**Activity**
The records below must be transcribed exactly.

:: Raw data ::

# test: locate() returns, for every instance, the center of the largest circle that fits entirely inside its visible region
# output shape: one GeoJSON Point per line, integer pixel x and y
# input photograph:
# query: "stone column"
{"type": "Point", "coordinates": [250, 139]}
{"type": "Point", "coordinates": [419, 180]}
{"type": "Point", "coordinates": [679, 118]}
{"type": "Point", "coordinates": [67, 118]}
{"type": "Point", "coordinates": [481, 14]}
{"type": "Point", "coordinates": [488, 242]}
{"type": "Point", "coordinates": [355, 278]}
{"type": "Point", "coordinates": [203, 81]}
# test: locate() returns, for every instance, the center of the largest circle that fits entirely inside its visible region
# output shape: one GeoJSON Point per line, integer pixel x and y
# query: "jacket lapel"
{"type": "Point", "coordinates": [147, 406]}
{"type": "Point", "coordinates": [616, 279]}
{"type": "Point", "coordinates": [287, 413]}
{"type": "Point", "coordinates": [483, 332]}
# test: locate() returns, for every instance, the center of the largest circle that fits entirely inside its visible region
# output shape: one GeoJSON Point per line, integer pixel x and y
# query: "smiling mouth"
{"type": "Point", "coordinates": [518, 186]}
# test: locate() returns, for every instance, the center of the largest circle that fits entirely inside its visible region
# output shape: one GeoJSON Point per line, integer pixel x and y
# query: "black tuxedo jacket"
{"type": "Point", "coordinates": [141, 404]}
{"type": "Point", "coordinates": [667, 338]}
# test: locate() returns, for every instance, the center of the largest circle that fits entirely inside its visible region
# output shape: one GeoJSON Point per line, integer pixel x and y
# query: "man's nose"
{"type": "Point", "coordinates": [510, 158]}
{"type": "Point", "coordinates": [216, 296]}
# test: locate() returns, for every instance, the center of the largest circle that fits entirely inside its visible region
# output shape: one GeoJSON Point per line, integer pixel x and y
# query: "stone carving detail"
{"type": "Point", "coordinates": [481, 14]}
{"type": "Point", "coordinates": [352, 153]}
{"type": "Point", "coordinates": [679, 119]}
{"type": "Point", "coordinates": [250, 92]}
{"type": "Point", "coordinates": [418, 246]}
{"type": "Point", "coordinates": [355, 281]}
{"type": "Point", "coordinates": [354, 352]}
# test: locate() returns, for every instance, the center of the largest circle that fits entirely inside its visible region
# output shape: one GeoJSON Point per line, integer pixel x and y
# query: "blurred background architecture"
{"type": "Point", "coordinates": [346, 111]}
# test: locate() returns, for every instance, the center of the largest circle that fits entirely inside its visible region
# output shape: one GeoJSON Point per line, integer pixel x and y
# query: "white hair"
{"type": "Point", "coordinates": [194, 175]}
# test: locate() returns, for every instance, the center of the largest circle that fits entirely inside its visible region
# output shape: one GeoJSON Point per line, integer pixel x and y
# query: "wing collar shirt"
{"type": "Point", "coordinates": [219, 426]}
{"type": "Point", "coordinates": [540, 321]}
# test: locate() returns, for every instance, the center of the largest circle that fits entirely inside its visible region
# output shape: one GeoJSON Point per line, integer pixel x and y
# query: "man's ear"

:::

**Answer box**
# test: locate() returns, for every instance, the center of the largest circle that fits entirely inside its visible region
# output shape: one GeoJSON Point per line, integer pixel x and y
# input photograph:
# query: "stone column"
{"type": "Point", "coordinates": [250, 139]}
{"type": "Point", "coordinates": [419, 180]}
{"type": "Point", "coordinates": [679, 118]}
{"type": "Point", "coordinates": [67, 118]}
{"type": "Point", "coordinates": [481, 14]}
{"type": "Point", "coordinates": [488, 242]}
{"type": "Point", "coordinates": [355, 278]}
{"type": "Point", "coordinates": [203, 81]}
# test: locate() returns, for every instance, the center of the largest circle that fits entirely inside its visible region
# output shape: one GeoJSON Point per line, integer pixel x and y
# query: "jacket lapel"
{"type": "Point", "coordinates": [147, 406]}
{"type": "Point", "coordinates": [616, 279]}
{"type": "Point", "coordinates": [287, 413]}
{"type": "Point", "coordinates": [483, 332]}
# test: locate() returns, for every instance, the center of the largest circle that fits entirely inside its visible region
# output shape: one GeoJSON Point per line, integer pixel x and y
# query: "smiling mouth"
{"type": "Point", "coordinates": [518, 186]}
# test: locate() returns, for every instance, the center of the largest circle that fits entirely inside its visible region
# output shape: one GeoJSON Point per line, integer pixel x and y
# query: "black tuxedo jacket"
{"type": "Point", "coordinates": [141, 404]}
{"type": "Point", "coordinates": [667, 338]}
# test: locate() returns, for every instance, the center of the largest circle that fits entirely inside its visible region
# output shape: one GeoJSON Point per line, integer pixel x and y
# query: "man's nose"
{"type": "Point", "coordinates": [510, 158]}
{"type": "Point", "coordinates": [216, 296]}
# test: locate() returns, for every instance, the center of the largest circle that fits entirely inside its visible region
# output shape: one GeoJSON Point per line, integer pixel x and y
# query: "stone carving detail"
{"type": "Point", "coordinates": [481, 14]}
{"type": "Point", "coordinates": [352, 153]}
{"type": "Point", "coordinates": [679, 119]}
{"type": "Point", "coordinates": [250, 92]}
{"type": "Point", "coordinates": [418, 246]}
{"type": "Point", "coordinates": [355, 281]}
{"type": "Point", "coordinates": [354, 352]}
# test: locate() returns, for every instance, the center of the largest circle that fits entirely inside its visible region
# output shape: one GeoJSON Point per line, integer pixel x and y
# query: "blurred background architecture"
{"type": "Point", "coordinates": [346, 111]}
# test: locate() returns, for every instance, the center of the largest circle that fits entirely inside its visible region
# output shape: one GeoJSON Point per line, integer pixel x and y
# query: "white hair"
{"type": "Point", "coordinates": [194, 175]}
# test: locate() returns, for every instance, the center of the largest circle that fits entirely inside its visible region
# output shape: one GeoJSON Point per line, integer pixel x and y
# query: "wing collar shirt"
{"type": "Point", "coordinates": [219, 426]}
{"type": "Point", "coordinates": [540, 321]}
# test: locate() returns, for every instance, the center of the largest circle that fits entirely inside its visible region
# output shape: one GeoJSON Point per line, integer pixel x and y
# query: "man's ear"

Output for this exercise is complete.